___ Provided passage ___

Charleville ( or An Ráth) is a town in north County Cork, Ireland. It lies in the Golden Vale, on a tributary of the River Maigue, near the border with County Limerick. Charleville is on the N20 road and is the second-largest town between Limerick and Cork, the largest being Mallow. The Roman Catholic parish of Charleville is within the Diocese of Cloyne. Significant industries in the town include Kerry Co-Op and the construction and services sectors.

Names
The old name for the place was Rathcogan, later Rathgogan or Rathgoggan, the last () still the name of the civil parish around the town. The name means Cogan's rath (ringfort), after the family of Miles de Cogan, granted lands there after the 12th-century Norman invasion. The new town begun by Roger Boyle, 1st Earl of Orrery in 1661 was named Charleville after Charles II, who had been restored to the throne the previous year.

Later Irish speakers referred to the town as An Ráth "the rath", a short form of the older Irish name. The name  ["Lorc's rath"] was first attached to Charleville in an 1849 collection of 18th-century Irish-language poems with English translations. The translation of an aisling by Conchúbhar Máistir Ó Ríordáin interpreted  as denoting the town of Charleville. T. F. O'Rahilly felt that , like the more common , was a poetic name for Ireland. D. A. Binchy felt the term, also used by Aogán Ó Rathaille, did refer to a specific place, but likely somewhere in Muskerry, not Charleville. After the 1920 local elections, Sinn Féin-dominated councils loyal to the self-proclaimed Irish Republic often sought to replace placenames having British monarchic allusions with older Gaelic names. Although Rathgoggan was mooted by Charleville Rural District Council, Risteárd Ó Foghladha ["Fiachra Eilgeach"] advised that Ráth Luirc was the old name, and it was changed to Rathluirc in 1920. Ó Foghladh claimed Lorc was an ancient king of Munster; in fact Lóegaire Lorc was a mythical High King of Ireland.

The Placenames Commission was established in the 1940s to systematically determine the authentic Irish names of places, and based on its advice that An Ráth was the commonly used name among the last generations of local Irish speakers, this was legally made the Irish name in 1975. Thus the town had the anomalous position that its English-language legal name was an Irish name different from its Irish-language legal name. The name "Charleville" remained in common use. In December 1989, a plebiscite of residents under the Local Government Act 1946 voted on four names: of 2200 electors, 1500 voted (over 90%) for Charleville. Official documents before and after 1989 have often used "Rathluirc (Charleville)" or similar formulations. Local sports teams have a rath or fort in their crest, reflecting the Irish name.

___ Entries ___

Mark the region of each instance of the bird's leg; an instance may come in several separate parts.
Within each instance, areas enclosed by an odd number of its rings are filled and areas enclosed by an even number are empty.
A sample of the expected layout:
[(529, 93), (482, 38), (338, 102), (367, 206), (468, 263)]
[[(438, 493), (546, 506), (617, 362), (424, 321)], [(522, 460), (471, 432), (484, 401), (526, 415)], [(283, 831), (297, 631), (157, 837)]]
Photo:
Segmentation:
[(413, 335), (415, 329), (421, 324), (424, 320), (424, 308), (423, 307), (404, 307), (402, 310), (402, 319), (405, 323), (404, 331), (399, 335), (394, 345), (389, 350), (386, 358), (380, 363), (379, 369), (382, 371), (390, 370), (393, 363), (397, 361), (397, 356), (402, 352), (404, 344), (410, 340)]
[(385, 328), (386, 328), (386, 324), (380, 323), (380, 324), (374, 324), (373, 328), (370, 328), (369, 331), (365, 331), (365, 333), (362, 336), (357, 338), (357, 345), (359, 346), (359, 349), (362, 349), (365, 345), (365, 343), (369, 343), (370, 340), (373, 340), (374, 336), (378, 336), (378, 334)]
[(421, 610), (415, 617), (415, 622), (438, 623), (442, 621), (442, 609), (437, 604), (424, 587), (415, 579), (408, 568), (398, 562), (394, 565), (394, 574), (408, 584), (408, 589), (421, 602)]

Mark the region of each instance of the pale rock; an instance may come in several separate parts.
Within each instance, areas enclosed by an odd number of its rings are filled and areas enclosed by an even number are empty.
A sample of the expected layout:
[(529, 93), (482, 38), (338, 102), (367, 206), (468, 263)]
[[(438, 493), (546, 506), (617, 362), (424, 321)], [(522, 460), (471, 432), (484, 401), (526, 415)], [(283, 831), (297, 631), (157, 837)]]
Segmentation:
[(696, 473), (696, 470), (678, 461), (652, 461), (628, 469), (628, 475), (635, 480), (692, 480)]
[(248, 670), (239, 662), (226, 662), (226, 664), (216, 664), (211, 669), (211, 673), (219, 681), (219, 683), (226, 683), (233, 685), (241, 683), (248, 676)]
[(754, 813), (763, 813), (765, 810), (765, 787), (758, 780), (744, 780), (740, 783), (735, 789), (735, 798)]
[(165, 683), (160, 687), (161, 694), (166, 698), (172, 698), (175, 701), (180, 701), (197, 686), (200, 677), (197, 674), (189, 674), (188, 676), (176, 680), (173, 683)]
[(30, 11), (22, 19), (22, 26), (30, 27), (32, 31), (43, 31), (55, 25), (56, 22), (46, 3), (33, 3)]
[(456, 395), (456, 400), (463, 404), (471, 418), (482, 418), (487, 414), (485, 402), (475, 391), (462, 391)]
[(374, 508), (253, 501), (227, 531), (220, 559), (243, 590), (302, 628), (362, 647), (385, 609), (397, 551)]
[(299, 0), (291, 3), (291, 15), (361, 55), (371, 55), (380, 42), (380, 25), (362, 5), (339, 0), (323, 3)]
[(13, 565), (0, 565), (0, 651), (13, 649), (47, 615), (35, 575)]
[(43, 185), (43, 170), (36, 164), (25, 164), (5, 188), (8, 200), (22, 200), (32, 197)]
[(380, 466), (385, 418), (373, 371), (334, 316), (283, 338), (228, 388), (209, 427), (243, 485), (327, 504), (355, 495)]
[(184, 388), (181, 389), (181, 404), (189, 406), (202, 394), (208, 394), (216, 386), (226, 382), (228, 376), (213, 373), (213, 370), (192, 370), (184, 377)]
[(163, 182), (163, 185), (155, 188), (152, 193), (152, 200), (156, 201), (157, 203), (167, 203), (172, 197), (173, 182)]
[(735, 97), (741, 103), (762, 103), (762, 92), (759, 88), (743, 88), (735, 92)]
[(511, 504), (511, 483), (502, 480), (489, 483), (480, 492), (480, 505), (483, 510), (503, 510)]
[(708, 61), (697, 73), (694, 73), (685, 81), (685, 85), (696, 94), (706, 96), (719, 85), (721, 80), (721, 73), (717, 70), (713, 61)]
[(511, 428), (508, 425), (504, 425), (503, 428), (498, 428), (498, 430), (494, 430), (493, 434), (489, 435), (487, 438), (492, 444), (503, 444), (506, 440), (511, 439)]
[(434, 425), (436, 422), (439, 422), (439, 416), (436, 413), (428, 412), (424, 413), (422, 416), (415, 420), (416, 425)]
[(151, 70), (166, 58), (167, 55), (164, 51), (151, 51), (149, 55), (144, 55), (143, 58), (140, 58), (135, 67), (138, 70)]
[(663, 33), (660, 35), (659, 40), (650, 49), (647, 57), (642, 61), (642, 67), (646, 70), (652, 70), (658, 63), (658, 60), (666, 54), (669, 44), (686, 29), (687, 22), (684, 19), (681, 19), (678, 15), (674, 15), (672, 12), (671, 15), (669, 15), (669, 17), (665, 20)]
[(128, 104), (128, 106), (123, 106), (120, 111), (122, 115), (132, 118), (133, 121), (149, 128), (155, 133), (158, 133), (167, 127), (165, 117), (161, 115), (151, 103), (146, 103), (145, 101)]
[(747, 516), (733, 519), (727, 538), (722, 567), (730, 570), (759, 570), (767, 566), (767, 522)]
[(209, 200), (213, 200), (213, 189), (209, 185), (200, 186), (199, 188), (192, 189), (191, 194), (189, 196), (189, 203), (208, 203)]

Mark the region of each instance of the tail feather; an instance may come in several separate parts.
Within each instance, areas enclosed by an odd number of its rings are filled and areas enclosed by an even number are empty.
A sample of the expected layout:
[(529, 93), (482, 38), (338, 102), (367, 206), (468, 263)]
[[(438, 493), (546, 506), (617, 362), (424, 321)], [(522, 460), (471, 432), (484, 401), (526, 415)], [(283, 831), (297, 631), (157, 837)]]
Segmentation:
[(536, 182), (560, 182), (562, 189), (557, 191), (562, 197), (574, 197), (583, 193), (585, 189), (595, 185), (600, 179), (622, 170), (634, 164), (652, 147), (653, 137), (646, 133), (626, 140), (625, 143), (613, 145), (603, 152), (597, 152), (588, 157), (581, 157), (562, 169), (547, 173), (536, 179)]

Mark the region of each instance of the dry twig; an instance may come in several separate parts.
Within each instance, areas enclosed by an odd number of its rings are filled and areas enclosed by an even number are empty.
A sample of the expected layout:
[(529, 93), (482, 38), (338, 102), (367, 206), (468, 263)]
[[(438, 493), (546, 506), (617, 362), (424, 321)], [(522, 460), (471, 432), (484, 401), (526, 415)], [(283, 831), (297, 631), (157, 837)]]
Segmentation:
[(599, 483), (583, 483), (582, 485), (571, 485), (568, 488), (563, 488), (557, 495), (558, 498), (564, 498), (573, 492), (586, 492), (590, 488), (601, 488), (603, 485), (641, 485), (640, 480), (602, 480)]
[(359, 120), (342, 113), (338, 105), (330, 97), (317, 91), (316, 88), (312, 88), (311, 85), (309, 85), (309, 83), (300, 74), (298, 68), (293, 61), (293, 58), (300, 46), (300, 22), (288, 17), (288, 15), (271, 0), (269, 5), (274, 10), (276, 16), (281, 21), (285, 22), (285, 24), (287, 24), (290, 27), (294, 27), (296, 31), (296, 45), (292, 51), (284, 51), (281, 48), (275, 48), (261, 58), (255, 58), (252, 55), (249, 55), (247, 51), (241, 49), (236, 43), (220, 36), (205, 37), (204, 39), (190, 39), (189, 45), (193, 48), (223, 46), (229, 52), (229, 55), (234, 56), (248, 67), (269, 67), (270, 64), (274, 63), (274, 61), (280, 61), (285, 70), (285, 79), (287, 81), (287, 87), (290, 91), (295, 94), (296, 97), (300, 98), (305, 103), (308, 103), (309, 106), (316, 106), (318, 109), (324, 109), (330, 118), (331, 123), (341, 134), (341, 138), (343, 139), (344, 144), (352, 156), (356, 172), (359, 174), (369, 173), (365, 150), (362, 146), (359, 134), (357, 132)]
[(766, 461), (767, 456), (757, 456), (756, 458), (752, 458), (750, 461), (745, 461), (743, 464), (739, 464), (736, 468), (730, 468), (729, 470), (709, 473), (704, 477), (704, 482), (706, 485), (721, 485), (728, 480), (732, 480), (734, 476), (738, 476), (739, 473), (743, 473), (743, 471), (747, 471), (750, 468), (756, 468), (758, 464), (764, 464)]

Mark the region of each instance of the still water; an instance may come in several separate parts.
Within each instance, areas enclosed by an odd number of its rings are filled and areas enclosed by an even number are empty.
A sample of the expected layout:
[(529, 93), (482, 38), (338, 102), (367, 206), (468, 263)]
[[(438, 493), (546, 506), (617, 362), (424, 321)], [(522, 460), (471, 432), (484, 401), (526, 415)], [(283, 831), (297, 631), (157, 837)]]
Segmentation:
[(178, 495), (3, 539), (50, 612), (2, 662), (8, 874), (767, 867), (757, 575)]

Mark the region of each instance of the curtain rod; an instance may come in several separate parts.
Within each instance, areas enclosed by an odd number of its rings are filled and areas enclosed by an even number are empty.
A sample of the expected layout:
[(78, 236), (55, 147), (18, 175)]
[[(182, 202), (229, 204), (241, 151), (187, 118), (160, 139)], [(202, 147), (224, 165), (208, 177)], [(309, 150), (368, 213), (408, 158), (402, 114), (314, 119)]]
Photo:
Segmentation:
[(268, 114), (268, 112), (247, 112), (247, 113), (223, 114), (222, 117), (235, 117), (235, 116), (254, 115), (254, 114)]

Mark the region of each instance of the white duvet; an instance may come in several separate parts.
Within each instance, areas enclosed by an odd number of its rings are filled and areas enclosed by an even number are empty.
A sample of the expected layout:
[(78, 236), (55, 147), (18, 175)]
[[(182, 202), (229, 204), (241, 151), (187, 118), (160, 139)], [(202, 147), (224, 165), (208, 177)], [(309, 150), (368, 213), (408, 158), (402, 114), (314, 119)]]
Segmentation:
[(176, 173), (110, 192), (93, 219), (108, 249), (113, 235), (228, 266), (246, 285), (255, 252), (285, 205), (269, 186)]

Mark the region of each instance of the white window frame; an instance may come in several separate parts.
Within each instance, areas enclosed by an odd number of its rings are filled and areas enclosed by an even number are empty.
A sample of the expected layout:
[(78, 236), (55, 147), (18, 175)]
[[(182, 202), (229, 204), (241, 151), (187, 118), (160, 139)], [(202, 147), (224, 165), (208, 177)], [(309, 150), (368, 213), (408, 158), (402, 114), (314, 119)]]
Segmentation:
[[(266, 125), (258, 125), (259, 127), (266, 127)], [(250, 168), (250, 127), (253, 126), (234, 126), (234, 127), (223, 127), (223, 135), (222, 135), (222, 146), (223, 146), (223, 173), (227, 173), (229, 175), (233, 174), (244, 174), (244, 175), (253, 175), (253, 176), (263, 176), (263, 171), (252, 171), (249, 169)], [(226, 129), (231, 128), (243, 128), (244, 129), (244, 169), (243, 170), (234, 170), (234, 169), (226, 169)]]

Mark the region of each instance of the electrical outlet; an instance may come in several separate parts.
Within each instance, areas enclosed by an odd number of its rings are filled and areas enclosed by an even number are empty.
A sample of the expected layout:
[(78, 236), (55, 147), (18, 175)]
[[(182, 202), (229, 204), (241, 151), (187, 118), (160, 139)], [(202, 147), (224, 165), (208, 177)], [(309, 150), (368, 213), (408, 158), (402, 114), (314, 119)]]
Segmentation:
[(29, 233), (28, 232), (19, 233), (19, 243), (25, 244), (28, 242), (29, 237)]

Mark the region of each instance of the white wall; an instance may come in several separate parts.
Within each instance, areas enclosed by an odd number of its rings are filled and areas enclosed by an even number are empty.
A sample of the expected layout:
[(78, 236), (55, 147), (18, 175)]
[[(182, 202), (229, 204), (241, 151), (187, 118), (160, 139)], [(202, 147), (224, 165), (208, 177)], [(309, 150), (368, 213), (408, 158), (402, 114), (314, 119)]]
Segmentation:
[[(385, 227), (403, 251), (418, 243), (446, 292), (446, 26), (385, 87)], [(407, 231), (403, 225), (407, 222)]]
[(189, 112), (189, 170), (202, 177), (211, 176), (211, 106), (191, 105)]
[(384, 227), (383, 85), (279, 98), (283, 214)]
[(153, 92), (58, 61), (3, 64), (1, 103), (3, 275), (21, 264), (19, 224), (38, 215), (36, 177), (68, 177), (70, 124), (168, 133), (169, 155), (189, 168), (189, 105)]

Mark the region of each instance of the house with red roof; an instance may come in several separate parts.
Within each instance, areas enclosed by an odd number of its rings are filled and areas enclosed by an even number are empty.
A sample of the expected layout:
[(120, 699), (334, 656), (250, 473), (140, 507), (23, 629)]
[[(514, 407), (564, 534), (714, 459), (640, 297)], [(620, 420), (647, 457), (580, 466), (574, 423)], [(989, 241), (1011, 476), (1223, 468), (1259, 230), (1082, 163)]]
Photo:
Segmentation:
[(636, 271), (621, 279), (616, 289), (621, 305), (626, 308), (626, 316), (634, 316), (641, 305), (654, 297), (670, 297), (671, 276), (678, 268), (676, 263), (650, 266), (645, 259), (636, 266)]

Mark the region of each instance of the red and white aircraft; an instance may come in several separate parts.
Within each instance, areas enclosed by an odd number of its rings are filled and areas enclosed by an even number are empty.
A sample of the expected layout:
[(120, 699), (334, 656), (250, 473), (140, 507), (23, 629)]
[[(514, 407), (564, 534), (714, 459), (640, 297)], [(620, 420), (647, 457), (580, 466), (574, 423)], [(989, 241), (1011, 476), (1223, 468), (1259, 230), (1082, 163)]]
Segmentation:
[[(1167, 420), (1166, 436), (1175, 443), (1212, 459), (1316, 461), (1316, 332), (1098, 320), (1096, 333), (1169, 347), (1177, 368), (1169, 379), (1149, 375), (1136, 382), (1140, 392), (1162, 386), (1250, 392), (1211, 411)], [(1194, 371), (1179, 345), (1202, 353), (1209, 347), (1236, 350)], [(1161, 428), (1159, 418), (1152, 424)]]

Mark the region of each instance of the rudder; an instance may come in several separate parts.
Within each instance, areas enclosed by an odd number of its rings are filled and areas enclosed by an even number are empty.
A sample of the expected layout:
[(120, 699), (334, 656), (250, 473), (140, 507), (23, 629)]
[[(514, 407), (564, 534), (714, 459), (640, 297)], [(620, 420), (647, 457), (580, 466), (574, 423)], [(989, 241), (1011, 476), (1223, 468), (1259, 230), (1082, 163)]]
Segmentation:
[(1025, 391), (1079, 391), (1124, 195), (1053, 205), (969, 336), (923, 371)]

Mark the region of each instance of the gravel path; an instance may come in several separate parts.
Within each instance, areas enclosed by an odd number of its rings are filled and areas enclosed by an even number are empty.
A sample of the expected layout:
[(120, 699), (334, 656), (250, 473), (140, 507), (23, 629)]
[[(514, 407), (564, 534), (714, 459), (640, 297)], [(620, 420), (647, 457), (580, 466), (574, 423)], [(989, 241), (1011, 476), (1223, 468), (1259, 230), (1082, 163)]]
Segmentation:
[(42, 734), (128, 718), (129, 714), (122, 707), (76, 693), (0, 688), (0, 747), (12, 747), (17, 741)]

___

## Required tasks
1. In the passage on Charleville, after whom was the new town begun in 1661 named?
2. From the passage on Charleville, copy out the stretch from "The Placenames Commission" through "the Irish name.".

## Responses per task
1. It was named after Charles II, who had been restored to the throne the previous year.

2.
The Placenames Commission was established in the 1940s to systematically determine the authentic Irish names of places, and based on its advice that An Ráth was the commonly used name among the last generations of local Irish speakers, this was legally made the Irish name in 1975. Thus the town had the anomalous position that its English-language legal name was an Irish name different from its Irish-language legal name. The name "Charleville" remained in common use. In December 1989, a plebiscite of residents under the Local Government Act 1946 voted on four names: of 2200 electors, 1500 voted (over 90%) for Charleville. Official documents before and after 1989 have often used "Rathluirc (Charleville)" or similar formulations. Local sports teams have a rath or fort in their crest, reflecting the Irish name.